# What you should do:
Scale the material from its start through the line containing "51;0;494;138", inclusive, and give all of those lines again. Multiply each coordinate in the answers by 1.9 and round to whole numbers, with halves going up, leaving everything else unchanged.

# Information given:

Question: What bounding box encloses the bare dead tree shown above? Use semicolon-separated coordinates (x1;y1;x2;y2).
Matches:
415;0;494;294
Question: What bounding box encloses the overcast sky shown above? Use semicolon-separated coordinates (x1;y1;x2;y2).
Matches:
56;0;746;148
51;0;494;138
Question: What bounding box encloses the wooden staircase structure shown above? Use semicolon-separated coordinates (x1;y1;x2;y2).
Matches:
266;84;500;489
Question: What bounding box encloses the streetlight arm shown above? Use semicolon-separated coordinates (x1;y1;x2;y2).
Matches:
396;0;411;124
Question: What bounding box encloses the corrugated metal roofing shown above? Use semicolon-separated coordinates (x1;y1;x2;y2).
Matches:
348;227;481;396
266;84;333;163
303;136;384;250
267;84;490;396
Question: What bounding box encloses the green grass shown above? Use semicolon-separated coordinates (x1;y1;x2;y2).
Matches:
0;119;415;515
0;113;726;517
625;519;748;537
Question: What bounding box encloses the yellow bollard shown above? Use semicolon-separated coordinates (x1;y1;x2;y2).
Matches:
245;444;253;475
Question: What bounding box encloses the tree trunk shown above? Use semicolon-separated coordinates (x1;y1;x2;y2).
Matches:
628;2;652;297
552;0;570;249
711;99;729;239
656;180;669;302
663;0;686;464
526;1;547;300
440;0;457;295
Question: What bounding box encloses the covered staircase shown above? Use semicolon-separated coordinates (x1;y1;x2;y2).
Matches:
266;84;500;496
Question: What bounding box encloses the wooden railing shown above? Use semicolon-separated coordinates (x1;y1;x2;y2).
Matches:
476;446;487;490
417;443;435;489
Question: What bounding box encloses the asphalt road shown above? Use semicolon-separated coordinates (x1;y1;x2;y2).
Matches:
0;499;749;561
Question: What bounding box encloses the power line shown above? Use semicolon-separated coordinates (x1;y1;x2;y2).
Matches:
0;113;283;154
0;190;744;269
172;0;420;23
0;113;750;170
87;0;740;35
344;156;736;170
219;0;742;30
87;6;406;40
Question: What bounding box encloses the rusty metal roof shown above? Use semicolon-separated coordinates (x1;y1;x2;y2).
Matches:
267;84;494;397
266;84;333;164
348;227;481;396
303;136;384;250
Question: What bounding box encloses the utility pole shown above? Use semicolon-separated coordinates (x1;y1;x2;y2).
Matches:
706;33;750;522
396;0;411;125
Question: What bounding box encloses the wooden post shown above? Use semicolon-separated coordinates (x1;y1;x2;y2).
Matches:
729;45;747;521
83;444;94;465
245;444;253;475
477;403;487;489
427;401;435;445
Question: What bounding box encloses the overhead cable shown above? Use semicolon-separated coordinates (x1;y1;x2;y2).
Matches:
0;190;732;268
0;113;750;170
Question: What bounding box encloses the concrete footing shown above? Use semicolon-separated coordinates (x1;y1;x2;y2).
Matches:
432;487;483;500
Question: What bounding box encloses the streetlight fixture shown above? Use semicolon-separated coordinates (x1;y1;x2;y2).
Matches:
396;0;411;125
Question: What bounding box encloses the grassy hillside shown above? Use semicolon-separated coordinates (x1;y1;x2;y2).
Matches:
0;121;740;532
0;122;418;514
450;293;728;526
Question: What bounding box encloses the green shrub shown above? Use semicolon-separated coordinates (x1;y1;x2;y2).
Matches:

# Output below:
Question: What bounding box encloses the bare dead tree shown above? Use semicolon-separated coordinates (x1;y1;x2;y2).
Matches:
789;0;939;559
Question: What bounding box encloses the overcast sky shown above? Use semicolon-separated coordinates (x1;y1;x2;y2).
Matches:
106;0;1417;281
97;0;939;262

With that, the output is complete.